About this task
An exact copy of every record is needed, with the pictures left out.

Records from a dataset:
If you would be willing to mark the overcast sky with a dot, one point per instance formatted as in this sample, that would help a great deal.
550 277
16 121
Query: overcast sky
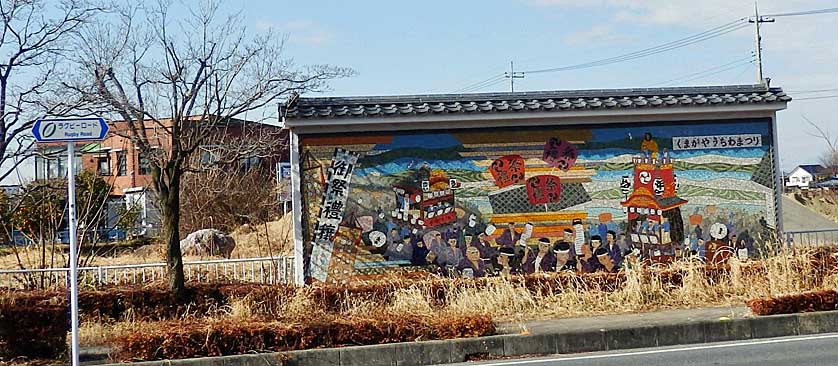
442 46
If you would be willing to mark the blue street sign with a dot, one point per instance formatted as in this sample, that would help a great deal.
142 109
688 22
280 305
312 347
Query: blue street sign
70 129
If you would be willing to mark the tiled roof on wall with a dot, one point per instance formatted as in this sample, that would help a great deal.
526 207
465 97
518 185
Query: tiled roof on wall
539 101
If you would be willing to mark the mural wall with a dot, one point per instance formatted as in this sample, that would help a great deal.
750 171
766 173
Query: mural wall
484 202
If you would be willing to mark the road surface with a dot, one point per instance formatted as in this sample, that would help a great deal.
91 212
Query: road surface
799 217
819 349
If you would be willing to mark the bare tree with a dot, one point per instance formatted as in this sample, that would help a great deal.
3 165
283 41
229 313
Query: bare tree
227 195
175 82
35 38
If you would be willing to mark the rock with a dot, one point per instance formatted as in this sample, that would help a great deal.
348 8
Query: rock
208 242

Response below
If you would be willing to mark the overcast sky with a dot, one point per instance formatted as in this sample, that would help a great deal.
550 277
16 121
Query: overcast sky
442 46
If you would be willing to mark the blue street sign with a dot, one point per instance formatted as in this sample, that would help a great deal.
142 109
688 22
280 305
312 347
Query: blue street sign
70 129
If you would be willing to mark the tiled roof on wall with a dot, one point per instance formatted as in this sample, that would help a great deal.
526 207
465 97
518 185
Query: tiled roof on wall
539 101
If you would be willing to mark the mural wall with a dot, one point per instance formatted as in this sample, that would help a great deal.
750 171
766 173
Query: mural wall
484 202
If you would be willing to mark the road surface with a dot, one point per instance formatted as in this sample, that would help a great deal.
91 212
Query: road surface
799 217
819 349
If you would be willing to mark the bare tree with a dot, one point per instance formatted as in this sample, that would help a great deal.
3 165
283 41
229 313
Query: bare tree
227 195
175 82
35 38
If you would be willing to mark the rock with a dot, one point per instance formatted as in this sample, that would help a great deal.
348 8
Query: rock
208 242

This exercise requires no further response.